AIM OF THE EXERCISE: With the pictures omitted, write out the entries that follow exactly as they stand.

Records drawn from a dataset
◆ ◆ ◆ ◆ ◆

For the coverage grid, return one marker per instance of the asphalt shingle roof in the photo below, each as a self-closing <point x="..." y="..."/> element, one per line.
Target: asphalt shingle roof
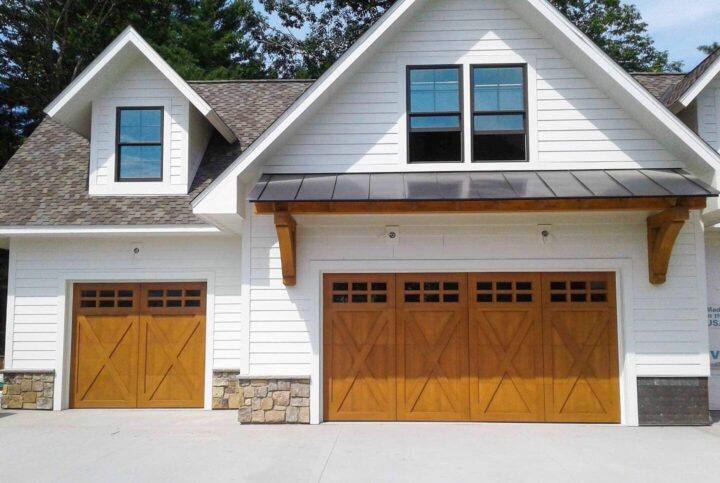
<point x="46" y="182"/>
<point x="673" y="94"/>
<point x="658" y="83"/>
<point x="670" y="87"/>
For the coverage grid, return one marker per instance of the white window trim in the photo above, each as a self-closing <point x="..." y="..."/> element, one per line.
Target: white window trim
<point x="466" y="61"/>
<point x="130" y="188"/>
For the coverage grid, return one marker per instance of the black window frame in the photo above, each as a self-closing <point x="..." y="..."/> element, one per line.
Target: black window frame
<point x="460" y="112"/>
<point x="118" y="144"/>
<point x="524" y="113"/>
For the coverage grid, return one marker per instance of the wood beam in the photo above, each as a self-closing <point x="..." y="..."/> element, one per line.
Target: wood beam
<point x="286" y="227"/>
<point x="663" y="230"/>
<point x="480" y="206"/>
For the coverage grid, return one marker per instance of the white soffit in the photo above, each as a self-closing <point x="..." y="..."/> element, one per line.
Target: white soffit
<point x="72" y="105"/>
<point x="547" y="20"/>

◆ ◆ ◆ ◆ ◆

RESULT:
For the coverage grid, return one marker per instance of the asphalt shingle roof in the photo below, each as a self-closing <point x="..." y="..."/> element, one per line.
Target: asphalt shingle roof
<point x="46" y="182"/>
<point x="673" y="94"/>
<point x="658" y="83"/>
<point x="670" y="87"/>
For the coverage grid, return one marker per instance of the white window trim in the photo above, each as a self-closing <point x="..." y="..."/> element, one per line.
Target: white window trim
<point x="466" y="61"/>
<point x="130" y="188"/>
For the coverage grid, return one marker per instance of the black window frame in the photo above, each as a self-closing <point x="..." y="..."/> element, one per line.
Target: black window frame
<point x="460" y="112"/>
<point x="118" y="144"/>
<point x="524" y="113"/>
For the coverage grid, return one marker per instance of the wood beam in the photo above, each as a self-closing <point x="..." y="..."/> element, one per line.
Target: wood beam
<point x="286" y="227"/>
<point x="663" y="230"/>
<point x="480" y="206"/>
For the coverage grid, return one marker per instance of the white soffit in the photo above, each as a self-closing <point x="..." y="..."/> element, one per line.
Target: white soffit
<point x="72" y="105"/>
<point x="547" y="20"/>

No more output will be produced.